Retype every entry word for word.

## RECORDS TO USE
• • • •

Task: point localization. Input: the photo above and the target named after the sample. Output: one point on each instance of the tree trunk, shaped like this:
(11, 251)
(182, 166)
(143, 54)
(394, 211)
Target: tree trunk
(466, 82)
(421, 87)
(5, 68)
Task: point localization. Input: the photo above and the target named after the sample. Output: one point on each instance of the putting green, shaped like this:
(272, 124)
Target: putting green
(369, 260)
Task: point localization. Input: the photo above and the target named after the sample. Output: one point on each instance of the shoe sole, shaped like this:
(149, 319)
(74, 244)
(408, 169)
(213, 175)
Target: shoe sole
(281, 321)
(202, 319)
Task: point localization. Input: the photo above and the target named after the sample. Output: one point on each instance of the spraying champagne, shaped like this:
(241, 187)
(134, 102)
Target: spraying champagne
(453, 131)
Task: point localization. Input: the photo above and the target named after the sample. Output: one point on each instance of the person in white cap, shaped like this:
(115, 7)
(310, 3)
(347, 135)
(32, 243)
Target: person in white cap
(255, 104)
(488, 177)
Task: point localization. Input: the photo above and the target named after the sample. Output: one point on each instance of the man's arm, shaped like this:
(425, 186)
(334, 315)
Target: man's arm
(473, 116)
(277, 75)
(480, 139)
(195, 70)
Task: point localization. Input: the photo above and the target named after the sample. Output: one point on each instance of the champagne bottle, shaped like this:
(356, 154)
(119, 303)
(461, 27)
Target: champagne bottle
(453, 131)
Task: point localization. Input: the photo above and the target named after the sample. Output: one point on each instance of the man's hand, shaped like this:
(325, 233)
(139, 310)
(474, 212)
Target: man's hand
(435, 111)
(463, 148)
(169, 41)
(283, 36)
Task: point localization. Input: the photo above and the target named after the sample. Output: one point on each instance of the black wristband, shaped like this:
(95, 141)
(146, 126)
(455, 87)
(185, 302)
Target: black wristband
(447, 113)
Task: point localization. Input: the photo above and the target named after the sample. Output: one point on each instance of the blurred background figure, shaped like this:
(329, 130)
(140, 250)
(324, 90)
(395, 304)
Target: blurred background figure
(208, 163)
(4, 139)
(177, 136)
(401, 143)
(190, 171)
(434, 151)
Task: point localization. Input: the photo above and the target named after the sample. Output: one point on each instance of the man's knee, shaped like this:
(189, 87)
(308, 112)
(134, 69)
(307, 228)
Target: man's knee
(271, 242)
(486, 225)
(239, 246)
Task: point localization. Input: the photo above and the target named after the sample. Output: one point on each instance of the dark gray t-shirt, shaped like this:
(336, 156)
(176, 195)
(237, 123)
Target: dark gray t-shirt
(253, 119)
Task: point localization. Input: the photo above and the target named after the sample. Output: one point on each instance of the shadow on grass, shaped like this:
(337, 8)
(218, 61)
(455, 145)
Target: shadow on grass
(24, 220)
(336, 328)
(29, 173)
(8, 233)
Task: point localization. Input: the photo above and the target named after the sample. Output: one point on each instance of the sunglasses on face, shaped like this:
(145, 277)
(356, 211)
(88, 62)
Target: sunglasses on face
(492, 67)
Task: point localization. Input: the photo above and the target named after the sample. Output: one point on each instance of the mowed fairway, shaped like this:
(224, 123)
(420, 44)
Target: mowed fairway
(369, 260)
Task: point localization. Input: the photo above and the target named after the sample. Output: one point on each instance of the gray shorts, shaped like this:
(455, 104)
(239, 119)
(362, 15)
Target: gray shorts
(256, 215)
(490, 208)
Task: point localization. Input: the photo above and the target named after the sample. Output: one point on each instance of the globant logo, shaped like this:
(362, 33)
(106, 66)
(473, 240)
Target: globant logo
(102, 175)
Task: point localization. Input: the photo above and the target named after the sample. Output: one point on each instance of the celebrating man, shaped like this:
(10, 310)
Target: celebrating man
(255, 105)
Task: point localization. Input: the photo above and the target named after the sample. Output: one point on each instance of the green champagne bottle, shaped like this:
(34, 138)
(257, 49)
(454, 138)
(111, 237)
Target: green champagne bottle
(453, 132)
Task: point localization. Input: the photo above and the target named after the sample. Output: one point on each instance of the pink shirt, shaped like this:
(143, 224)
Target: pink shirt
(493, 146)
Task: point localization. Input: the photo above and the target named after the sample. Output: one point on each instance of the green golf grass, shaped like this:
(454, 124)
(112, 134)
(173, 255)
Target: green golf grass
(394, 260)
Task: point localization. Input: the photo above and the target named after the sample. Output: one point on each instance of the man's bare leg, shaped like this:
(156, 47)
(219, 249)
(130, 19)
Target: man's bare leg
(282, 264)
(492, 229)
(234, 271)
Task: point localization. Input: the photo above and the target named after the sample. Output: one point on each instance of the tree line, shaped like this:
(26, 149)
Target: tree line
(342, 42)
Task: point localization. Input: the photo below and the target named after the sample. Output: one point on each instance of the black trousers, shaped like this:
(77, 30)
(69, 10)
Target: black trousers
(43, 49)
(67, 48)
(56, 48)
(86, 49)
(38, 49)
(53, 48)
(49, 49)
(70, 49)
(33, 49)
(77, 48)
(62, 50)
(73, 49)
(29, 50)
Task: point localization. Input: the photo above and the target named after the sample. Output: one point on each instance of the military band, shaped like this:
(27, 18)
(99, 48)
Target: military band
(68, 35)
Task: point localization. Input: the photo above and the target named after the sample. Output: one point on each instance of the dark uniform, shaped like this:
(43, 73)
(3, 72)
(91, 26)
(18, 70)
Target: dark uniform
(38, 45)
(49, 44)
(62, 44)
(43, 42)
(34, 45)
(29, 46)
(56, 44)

• • • •

## OUTPUT FOR THIS TASK
Task: point localization. Input: the photo above and the target named after the sample. Output: one point on each instance of the tree trunk, shaped like this:
(11, 251)
(182, 166)
(143, 54)
(394, 211)
Target: tree trunk
(466, 82)
(421, 87)
(5, 68)
Task: point localization. Input: the photo above and the target named after the sample. Output: one point on each instance of the putting green, shaped like this:
(272, 124)
Target: putting green
(369, 260)
Task: point localization. Input: the photo above and the target named after the sample. Output: one point on each instance of the shoe sole, shaped like this:
(149, 319)
(74, 244)
(408, 169)
(213, 175)
Target: shoe sole
(281, 321)
(202, 319)
Task: point localization. Input: the photo above and the target named after the sample. Output: one point on each instance of the spraying champagne, shaped like this:
(241, 187)
(134, 102)
Target: spraying champagne
(453, 131)
Task: point localization. Input: the photo above and the target named after the sample. Output: one point on each instance of the person in white cap, shaped like this:
(115, 7)
(310, 3)
(347, 135)
(32, 243)
Target: person in white cap
(255, 104)
(488, 177)
Task: point localization. Input: the photo above and the target named after the sample. Output: one point on each instance of the man's arm, shaped like this:
(425, 186)
(334, 315)
Target: man's arm
(473, 116)
(277, 75)
(480, 139)
(195, 70)
Task: point localization. Input: the photo above and the target named after the sample. Output: one point on each instance of the champagne bottle, shaped like this:
(356, 154)
(119, 303)
(461, 27)
Target: champagne bottle
(453, 131)
Task: point localization. Input: the photo above and the target named after the sample. Output: one point on each instance of the man's hand, shaped like this:
(325, 233)
(139, 310)
(474, 212)
Target: man's hand
(435, 111)
(463, 148)
(169, 41)
(283, 36)
Task: point localization. Input: the photo above and the target named after the sample. Output: one point on each instance of the black wristband, shaped like this:
(95, 141)
(146, 126)
(455, 87)
(185, 302)
Target: black wristband
(447, 113)
Task: point localization. Input: the photo above and the target named after the sample. Output: one point on each instance of the blurred background figure, shaped like this:
(329, 130)
(140, 250)
(324, 90)
(395, 304)
Target: blurred background figure
(208, 163)
(4, 139)
(177, 136)
(401, 143)
(190, 171)
(434, 151)
Task: point localization. Input: the photo above and the target named after the sample. Output: one point on each instance of the man's knee, shaped like this:
(189, 87)
(308, 112)
(134, 69)
(307, 228)
Target: man's knee
(271, 242)
(486, 225)
(239, 246)
Task: point localization. Input: the photo above and the target named after the sample. Output: one point on each instance of the dark gray t-shirt, shaped like this:
(336, 156)
(176, 195)
(237, 123)
Target: dark gray t-shirt
(253, 119)
Task: point localization. Input: the photo above and the target named after the sample. Output: one point on each instance of the shadow on grass, shaped like this:
(337, 8)
(218, 61)
(455, 145)
Target: shadow on grass
(24, 220)
(336, 328)
(29, 173)
(8, 233)
Task: point localization. Input: the photo above and the target named after the sample. Output: one point on each instance of the sunglasses on face, shaped like this:
(145, 277)
(356, 211)
(88, 62)
Target: sunglasses on face
(492, 67)
Task: point localization. Input: the photo above and the target named after the sample. Output: one point on each instance of the mowed fairway, shaped like this:
(224, 123)
(420, 44)
Target: mowed fairway
(369, 260)
Task: point localization. Input: the photo above and the target named after the sample. Output: one point on each instance of the gray shorts, shaped like this:
(455, 104)
(239, 119)
(362, 15)
Target: gray shorts
(256, 215)
(490, 208)
Task: point localization. Input: the photo above and the target named after the sample. Output: one point on each instance of the globant logo, shaped like this:
(362, 33)
(106, 66)
(473, 240)
Target: globant logo
(102, 175)
Task: point localization. Input: the photo above and the target named after the sample. Output: one point on each instance of the celebrating man, shaped like this:
(10, 310)
Target: celebrating man
(255, 105)
Task: point localization. Input: the photo above and the target named after the sample. Output: one point on each instance of the green champagne bottle, shaped like this:
(34, 138)
(257, 49)
(454, 138)
(111, 237)
Target: green champagne bottle
(453, 132)
Task: point localization. Input: the photo above and the target named after the sample. Output: one point on each instance of the pink shirt, shaped like this:
(143, 224)
Target: pink shirt
(493, 146)
Task: point localization. Input: the photo above and the target named after the sample. Output: one point on each instance of the green golf grass, shaped like this:
(454, 124)
(112, 134)
(173, 255)
Target: green golf grass
(394, 260)
Task: point localization. Input: the photo above and the target named after the sample. Output: one point on each instance of the man's bare leg, shaped like this:
(156, 47)
(219, 249)
(130, 19)
Target: man's bare leg
(282, 264)
(492, 229)
(234, 271)
Task: point localization. Input: the photo above and the target named after the sample. Output: one point on each instance of the tree line, shaped like this:
(26, 149)
Target: tree line
(342, 42)
Task: point localization. Input: the photo below and the target named after the sample. Output: one point on each instance of the black trousers, shaped like this:
(77, 30)
(69, 10)
Target: black trousers
(43, 49)
(67, 48)
(56, 48)
(86, 49)
(38, 49)
(53, 48)
(49, 49)
(70, 49)
(33, 49)
(77, 48)
(62, 50)
(73, 49)
(29, 50)
Task: point localization. Input: the photo above and the target named after the sample. Output: one point on each instance of the military band, shaped like this:
(27, 18)
(99, 48)
Target: military band
(68, 35)
Task: point localization. Input: the photo above and the target named after the sample. Output: one point on each instance of the dark uniform, shaped like this:
(43, 73)
(3, 72)
(91, 26)
(18, 70)
Target: dark uniform
(38, 45)
(49, 44)
(62, 44)
(43, 42)
(34, 45)
(29, 46)
(56, 44)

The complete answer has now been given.